What this task involves -> Copy out all lines of the records in which the word "below" appears.

Source information: Begin

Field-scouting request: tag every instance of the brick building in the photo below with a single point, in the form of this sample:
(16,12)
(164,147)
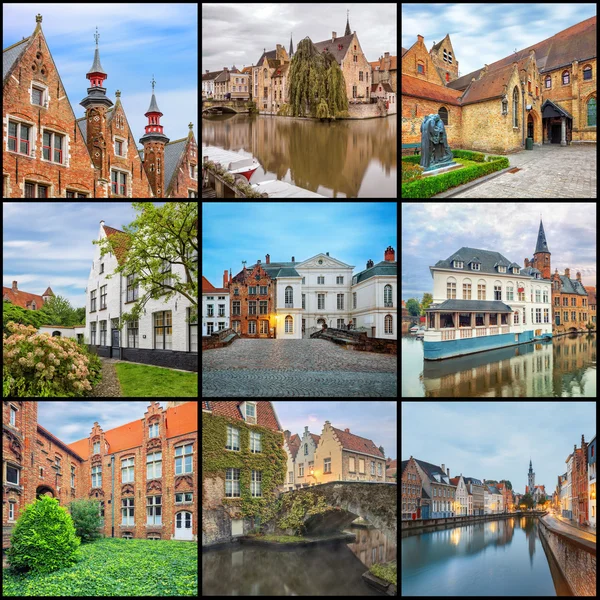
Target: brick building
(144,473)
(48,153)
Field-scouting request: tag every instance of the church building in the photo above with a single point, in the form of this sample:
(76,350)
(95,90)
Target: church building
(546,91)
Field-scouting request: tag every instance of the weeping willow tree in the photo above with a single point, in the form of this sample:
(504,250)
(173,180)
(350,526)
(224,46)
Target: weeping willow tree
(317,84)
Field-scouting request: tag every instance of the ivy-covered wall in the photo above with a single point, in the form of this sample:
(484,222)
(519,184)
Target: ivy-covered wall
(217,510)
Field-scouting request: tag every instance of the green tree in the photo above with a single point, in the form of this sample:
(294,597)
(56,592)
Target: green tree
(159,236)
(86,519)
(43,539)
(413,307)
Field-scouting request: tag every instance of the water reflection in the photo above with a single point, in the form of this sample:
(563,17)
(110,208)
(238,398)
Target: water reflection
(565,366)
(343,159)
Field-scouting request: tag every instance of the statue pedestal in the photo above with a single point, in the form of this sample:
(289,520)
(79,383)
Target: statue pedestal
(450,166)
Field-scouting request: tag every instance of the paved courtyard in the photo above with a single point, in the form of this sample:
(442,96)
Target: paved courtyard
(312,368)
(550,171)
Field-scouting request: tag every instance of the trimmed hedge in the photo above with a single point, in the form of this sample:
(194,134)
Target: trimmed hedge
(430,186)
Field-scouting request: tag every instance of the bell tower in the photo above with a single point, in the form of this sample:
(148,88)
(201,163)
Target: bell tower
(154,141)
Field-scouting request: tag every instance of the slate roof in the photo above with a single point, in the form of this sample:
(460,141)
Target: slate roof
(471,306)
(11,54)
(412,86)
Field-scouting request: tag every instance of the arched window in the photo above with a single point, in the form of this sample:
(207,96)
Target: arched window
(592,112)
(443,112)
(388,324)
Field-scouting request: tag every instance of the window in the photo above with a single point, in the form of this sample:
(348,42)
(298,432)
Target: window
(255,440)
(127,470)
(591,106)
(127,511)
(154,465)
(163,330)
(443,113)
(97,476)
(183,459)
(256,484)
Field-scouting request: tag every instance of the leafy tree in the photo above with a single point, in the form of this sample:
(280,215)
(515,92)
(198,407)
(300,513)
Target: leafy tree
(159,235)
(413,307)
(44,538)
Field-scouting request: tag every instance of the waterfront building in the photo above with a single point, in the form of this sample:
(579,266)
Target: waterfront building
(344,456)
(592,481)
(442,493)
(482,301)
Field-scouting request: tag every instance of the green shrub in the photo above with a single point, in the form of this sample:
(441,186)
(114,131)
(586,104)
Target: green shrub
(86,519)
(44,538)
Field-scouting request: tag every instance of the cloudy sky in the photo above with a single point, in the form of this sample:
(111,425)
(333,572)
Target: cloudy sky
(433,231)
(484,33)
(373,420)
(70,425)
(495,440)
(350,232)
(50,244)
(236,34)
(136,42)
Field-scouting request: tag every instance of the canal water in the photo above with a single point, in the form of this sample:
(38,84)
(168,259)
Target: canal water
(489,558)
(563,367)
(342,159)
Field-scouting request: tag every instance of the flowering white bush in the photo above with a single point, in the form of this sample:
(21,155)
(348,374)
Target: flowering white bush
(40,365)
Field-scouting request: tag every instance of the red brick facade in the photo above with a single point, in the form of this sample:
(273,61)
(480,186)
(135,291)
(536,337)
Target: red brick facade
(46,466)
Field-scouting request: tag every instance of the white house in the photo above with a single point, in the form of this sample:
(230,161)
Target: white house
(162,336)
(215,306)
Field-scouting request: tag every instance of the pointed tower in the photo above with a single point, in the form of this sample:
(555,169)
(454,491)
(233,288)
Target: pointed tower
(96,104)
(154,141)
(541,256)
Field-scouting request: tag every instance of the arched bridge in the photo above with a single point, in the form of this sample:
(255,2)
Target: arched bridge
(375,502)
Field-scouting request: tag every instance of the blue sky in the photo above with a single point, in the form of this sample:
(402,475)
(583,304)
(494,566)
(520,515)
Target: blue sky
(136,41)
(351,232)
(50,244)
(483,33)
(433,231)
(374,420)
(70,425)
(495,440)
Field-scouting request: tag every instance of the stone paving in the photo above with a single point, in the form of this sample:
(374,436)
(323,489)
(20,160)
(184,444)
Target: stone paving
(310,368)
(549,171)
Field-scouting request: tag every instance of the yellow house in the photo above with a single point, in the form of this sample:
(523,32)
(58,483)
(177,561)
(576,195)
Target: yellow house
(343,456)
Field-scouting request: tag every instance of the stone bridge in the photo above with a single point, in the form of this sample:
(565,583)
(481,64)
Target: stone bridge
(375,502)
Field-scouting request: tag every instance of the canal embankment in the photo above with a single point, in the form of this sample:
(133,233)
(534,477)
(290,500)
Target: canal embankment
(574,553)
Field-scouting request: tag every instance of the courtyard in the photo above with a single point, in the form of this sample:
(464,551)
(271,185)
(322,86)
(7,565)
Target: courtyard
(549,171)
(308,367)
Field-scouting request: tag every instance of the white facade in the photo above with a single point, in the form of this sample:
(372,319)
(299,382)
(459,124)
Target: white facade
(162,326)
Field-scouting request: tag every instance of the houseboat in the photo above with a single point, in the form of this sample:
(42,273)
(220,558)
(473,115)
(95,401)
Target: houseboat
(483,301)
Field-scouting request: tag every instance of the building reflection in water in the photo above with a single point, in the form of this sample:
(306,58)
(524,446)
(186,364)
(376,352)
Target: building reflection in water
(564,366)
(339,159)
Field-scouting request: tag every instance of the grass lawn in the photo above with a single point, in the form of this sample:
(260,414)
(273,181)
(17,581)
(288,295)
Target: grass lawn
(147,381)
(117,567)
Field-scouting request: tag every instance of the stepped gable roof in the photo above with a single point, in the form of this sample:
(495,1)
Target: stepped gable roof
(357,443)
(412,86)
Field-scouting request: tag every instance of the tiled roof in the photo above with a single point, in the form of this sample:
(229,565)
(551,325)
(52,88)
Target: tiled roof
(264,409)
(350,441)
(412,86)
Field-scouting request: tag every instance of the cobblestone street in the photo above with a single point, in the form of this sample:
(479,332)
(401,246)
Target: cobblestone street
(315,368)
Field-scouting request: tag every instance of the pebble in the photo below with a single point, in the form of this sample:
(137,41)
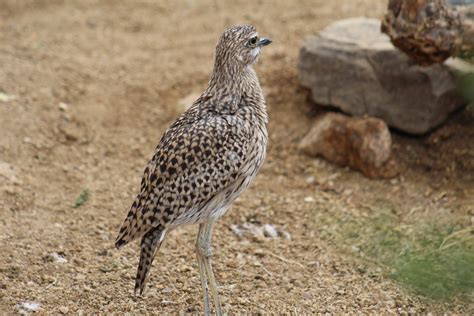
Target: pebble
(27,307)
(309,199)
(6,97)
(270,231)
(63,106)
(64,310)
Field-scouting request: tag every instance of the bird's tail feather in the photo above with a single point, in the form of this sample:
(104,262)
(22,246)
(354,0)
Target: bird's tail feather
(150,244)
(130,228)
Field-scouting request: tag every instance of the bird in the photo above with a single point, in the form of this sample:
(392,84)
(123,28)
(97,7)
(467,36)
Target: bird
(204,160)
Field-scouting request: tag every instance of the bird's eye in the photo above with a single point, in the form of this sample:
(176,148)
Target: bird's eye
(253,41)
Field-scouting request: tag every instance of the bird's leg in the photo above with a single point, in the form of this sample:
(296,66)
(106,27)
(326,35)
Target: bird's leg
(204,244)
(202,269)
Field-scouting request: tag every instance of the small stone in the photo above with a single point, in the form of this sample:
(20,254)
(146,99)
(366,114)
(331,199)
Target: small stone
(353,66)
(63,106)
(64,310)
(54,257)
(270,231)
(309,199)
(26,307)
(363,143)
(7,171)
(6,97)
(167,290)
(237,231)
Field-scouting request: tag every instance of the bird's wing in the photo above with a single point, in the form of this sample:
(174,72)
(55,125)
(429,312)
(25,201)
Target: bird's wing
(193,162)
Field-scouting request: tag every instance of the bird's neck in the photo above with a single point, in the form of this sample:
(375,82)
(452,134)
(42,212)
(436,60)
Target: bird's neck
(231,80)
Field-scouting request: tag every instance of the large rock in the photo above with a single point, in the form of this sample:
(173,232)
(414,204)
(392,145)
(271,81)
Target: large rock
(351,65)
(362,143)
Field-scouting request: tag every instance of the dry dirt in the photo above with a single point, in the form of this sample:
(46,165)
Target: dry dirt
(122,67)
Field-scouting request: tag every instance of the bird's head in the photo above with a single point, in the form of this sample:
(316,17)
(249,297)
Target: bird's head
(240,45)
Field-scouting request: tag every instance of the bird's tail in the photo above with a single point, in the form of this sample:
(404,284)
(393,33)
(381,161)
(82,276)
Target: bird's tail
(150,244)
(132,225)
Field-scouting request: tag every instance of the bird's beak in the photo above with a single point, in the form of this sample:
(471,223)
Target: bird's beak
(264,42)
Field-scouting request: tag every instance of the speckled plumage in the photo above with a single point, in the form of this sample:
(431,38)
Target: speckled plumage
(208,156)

Source information: End
Source information: Begin

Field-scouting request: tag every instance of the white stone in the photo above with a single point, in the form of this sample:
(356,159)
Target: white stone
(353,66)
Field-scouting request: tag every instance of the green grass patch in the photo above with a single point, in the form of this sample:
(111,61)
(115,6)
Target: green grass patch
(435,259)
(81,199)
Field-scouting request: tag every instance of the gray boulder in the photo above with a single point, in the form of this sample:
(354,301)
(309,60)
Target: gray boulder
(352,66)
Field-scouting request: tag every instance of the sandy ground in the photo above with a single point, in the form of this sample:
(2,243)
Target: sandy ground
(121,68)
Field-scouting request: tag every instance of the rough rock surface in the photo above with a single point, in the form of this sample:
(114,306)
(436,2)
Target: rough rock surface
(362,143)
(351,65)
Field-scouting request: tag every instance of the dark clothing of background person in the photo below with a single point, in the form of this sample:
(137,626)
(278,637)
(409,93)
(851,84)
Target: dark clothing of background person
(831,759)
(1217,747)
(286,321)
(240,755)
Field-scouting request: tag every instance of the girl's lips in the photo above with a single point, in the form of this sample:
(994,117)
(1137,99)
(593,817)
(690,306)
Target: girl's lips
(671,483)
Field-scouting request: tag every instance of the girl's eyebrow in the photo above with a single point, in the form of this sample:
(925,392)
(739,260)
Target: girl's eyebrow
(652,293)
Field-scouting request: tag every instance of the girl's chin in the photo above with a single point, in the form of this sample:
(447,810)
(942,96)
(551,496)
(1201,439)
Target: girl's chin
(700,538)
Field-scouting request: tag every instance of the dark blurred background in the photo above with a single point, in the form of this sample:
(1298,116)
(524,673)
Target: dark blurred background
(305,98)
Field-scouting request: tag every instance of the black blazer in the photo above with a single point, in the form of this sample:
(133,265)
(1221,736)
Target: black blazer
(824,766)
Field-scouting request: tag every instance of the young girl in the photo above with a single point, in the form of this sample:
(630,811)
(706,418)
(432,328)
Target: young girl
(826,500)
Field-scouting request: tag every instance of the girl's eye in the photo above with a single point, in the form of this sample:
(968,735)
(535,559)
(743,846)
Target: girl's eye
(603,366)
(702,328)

Source information: End

Worked solution ->
Field-scouting request: tag every instance of the brick building in the photo below with a single point, in the form of this sample:
Field-scouting request: tag every instance of the pebble in the photo below with a single point, in the form of this sample:
Field-scouting request: tag every instance of the dark clothing of background person in the photo below with a single point, in the form of this sample:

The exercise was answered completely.